● What is required
Format the data below as a JSON list of strings with one string per line, omitting any blank lines.

Records from a collection
>> Begin

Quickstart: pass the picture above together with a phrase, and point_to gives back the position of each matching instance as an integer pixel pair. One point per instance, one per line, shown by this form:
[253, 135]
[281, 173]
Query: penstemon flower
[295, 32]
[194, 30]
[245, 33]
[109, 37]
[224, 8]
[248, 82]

>> End

● Finished answer
[
  "Quickstart: pass the picture above together with a phrase, and point_to gives back the position of each matching instance as an integer pixel pair. One point per instance, one per line, shown by this form:",
  "[253, 135]",
  "[281, 173]",
  "Query: penstemon flower",
  "[295, 32]",
  "[194, 30]",
  "[245, 33]",
  "[109, 37]",
  "[224, 8]",
  "[248, 82]"
]